BRIEF — The data follows this line. Copy verbatim the line with "answer like [10,22]." and each line after it to the end.

--- start of MATERIAL PROVIDED ---

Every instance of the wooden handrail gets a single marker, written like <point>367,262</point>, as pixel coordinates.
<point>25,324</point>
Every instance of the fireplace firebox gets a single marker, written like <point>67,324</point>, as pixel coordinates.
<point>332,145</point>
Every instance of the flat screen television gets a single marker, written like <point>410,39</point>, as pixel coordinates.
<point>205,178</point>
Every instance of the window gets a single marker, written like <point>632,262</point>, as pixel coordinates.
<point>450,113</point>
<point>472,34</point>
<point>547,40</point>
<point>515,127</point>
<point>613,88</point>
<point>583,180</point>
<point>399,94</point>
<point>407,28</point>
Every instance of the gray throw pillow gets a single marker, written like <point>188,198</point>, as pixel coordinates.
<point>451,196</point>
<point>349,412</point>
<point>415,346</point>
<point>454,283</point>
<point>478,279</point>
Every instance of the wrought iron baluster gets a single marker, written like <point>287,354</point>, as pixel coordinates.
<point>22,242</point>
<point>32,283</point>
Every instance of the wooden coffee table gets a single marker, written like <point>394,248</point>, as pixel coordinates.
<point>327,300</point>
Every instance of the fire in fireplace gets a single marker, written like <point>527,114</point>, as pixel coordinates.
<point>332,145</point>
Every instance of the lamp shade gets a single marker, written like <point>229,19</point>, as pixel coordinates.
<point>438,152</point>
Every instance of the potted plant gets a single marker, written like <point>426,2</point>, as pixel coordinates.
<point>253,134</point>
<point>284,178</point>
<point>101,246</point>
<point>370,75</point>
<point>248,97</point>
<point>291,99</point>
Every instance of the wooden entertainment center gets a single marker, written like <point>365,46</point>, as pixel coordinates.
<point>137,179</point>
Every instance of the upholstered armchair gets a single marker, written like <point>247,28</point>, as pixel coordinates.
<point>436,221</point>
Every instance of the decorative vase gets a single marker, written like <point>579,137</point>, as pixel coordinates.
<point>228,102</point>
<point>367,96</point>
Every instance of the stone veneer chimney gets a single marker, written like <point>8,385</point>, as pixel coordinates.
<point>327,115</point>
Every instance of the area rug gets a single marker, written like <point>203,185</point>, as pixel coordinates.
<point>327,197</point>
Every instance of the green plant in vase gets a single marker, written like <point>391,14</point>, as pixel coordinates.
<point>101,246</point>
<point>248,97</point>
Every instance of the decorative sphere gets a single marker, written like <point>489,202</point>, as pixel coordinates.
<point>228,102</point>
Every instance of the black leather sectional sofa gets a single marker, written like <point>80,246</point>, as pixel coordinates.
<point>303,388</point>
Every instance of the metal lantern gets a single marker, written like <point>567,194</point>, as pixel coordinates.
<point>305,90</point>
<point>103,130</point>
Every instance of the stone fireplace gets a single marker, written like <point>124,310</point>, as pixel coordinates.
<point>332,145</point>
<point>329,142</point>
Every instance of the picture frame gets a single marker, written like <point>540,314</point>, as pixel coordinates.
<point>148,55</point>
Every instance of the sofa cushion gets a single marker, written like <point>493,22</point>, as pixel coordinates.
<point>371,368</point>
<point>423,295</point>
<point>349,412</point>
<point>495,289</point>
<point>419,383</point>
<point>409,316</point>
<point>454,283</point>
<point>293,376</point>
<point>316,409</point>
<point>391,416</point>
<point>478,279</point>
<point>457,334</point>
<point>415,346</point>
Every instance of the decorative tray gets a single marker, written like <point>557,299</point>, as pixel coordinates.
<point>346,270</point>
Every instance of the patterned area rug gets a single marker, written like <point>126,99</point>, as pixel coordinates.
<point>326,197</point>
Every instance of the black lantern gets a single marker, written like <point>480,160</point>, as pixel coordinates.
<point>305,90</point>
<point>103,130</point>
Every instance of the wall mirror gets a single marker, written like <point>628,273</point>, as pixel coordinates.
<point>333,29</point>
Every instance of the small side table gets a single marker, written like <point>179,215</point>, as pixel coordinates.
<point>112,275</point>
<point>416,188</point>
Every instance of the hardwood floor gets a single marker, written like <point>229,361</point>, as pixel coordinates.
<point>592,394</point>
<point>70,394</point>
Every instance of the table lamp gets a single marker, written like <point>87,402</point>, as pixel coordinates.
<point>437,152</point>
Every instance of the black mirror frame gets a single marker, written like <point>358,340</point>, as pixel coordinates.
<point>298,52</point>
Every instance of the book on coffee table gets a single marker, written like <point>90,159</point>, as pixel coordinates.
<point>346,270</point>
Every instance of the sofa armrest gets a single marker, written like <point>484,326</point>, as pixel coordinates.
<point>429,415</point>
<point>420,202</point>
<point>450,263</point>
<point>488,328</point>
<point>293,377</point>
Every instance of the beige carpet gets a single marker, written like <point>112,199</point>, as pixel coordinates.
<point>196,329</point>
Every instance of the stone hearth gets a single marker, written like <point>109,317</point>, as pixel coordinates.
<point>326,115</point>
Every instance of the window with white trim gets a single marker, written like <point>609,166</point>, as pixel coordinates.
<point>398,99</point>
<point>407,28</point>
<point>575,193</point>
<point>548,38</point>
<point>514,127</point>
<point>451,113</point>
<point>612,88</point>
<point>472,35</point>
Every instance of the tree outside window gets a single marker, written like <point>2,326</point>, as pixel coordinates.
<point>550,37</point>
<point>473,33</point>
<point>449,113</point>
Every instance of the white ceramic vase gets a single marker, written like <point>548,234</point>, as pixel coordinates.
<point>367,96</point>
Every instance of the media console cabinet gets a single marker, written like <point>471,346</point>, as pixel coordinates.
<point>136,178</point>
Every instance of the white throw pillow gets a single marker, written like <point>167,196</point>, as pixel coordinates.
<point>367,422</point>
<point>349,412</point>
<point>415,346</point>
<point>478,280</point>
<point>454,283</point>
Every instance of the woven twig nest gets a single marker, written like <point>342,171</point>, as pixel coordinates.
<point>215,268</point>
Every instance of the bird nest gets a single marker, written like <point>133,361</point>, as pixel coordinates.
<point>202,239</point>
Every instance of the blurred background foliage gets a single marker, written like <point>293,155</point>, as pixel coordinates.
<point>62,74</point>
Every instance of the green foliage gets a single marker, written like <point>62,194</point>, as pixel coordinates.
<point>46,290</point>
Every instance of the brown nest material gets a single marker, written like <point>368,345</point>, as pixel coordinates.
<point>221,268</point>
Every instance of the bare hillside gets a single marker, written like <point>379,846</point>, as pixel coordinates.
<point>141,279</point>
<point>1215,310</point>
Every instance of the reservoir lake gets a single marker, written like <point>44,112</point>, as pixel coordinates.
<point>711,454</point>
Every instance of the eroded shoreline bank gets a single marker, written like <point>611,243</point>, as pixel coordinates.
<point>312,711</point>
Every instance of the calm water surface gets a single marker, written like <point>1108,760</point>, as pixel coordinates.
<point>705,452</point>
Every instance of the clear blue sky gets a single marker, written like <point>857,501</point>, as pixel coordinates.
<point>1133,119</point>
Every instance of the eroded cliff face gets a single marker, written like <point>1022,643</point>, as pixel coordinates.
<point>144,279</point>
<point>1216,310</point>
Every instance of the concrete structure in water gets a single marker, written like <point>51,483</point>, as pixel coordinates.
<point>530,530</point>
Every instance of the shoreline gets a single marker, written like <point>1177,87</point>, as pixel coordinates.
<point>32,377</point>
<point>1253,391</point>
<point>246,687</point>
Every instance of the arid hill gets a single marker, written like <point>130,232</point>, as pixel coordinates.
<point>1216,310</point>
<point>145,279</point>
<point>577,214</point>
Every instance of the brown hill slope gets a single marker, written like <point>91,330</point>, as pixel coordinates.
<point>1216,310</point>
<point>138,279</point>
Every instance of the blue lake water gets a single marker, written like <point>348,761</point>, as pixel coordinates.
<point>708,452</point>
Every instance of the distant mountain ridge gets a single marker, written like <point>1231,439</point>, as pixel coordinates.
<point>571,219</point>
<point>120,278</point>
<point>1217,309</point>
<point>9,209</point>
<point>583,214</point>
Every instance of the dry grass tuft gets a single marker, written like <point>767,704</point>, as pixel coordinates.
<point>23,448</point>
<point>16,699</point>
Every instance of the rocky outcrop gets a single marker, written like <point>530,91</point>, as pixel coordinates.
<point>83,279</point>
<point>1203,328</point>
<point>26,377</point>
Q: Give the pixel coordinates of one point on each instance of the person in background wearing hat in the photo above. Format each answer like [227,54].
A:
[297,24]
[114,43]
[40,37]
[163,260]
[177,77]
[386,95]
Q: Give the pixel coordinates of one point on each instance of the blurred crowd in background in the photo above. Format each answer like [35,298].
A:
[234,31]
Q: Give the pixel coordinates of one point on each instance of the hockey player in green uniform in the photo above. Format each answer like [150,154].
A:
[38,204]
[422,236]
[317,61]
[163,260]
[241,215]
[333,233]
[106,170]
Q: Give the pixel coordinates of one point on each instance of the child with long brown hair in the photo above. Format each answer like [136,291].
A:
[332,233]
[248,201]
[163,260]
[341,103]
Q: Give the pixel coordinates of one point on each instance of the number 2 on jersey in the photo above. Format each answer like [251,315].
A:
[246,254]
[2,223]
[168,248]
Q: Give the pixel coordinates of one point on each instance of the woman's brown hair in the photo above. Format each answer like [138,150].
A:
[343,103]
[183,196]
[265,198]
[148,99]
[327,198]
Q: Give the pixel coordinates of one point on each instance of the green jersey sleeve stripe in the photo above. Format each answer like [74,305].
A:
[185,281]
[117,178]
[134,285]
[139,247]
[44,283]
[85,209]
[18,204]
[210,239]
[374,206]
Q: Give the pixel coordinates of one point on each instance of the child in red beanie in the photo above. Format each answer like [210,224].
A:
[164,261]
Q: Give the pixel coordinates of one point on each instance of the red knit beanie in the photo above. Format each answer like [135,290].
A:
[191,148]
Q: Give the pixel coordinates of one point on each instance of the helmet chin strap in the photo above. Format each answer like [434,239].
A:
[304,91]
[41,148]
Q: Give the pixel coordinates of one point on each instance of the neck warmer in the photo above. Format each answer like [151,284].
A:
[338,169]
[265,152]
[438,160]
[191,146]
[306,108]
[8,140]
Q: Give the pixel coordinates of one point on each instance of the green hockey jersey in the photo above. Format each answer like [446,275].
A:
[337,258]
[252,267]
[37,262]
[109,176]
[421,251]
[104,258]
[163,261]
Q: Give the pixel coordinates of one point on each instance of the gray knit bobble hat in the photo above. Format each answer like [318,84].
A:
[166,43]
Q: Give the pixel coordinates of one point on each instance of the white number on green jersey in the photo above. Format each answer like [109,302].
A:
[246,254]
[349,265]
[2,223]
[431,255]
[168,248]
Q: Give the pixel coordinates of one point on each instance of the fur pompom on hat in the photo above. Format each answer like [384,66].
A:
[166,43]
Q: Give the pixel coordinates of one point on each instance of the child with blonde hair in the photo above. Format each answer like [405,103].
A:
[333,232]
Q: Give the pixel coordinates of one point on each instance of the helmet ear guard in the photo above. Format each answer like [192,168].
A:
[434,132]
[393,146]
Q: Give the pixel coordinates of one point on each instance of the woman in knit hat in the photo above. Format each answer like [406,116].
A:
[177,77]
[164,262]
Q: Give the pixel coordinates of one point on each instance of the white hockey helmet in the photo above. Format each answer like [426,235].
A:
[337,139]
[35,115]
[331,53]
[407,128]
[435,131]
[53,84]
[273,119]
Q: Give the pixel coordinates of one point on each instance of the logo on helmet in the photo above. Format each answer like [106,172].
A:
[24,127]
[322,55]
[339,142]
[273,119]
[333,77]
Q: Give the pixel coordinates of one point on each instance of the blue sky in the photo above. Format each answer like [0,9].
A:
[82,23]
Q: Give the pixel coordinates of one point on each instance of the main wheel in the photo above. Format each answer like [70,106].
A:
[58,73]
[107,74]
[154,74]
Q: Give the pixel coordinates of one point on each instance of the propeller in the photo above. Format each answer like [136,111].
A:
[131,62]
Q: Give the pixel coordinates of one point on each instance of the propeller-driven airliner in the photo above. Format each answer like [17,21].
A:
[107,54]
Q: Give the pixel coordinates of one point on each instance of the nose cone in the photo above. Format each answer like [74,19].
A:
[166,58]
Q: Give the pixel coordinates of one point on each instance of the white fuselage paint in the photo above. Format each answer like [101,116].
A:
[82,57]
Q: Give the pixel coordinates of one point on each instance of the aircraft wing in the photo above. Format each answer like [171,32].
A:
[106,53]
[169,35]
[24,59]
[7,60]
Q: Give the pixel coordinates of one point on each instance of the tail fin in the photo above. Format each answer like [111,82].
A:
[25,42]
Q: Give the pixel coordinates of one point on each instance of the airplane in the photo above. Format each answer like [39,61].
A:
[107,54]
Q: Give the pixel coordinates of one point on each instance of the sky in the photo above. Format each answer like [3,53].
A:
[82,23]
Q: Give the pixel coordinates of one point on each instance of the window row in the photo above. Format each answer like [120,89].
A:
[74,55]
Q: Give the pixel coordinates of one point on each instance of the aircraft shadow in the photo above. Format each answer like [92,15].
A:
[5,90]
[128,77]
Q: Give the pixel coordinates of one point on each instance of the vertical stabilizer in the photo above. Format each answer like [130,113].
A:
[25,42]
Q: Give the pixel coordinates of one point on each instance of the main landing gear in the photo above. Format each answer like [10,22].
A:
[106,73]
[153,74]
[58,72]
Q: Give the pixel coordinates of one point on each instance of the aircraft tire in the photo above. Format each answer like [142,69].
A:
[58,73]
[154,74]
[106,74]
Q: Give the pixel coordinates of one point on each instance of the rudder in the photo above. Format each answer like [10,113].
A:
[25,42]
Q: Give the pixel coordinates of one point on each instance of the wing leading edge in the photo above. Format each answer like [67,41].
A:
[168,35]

--- end of MATERIAL PROVIDED ---

EXERCISE SOLUTION —
Q: Give the pixel coordinates of one point on each instance of the main landing gear in the photo above. Format each answer like [10,22].
A:
[106,73]
[153,74]
[58,72]
Q: Give the pixel coordinates of one point on each instance of the aircraft tire in the photo above. Format each answer like [142,69].
A:
[58,73]
[154,74]
[106,74]
Q: Give the pixel coordinates of one point on each instance of the rudder in the photo above. Format each answer like [10,113].
A:
[25,42]
Q: Give the pixel coordinates of one point on each instance of the wing leading edge in the photo above. Format each answer like [67,41].
A:
[168,35]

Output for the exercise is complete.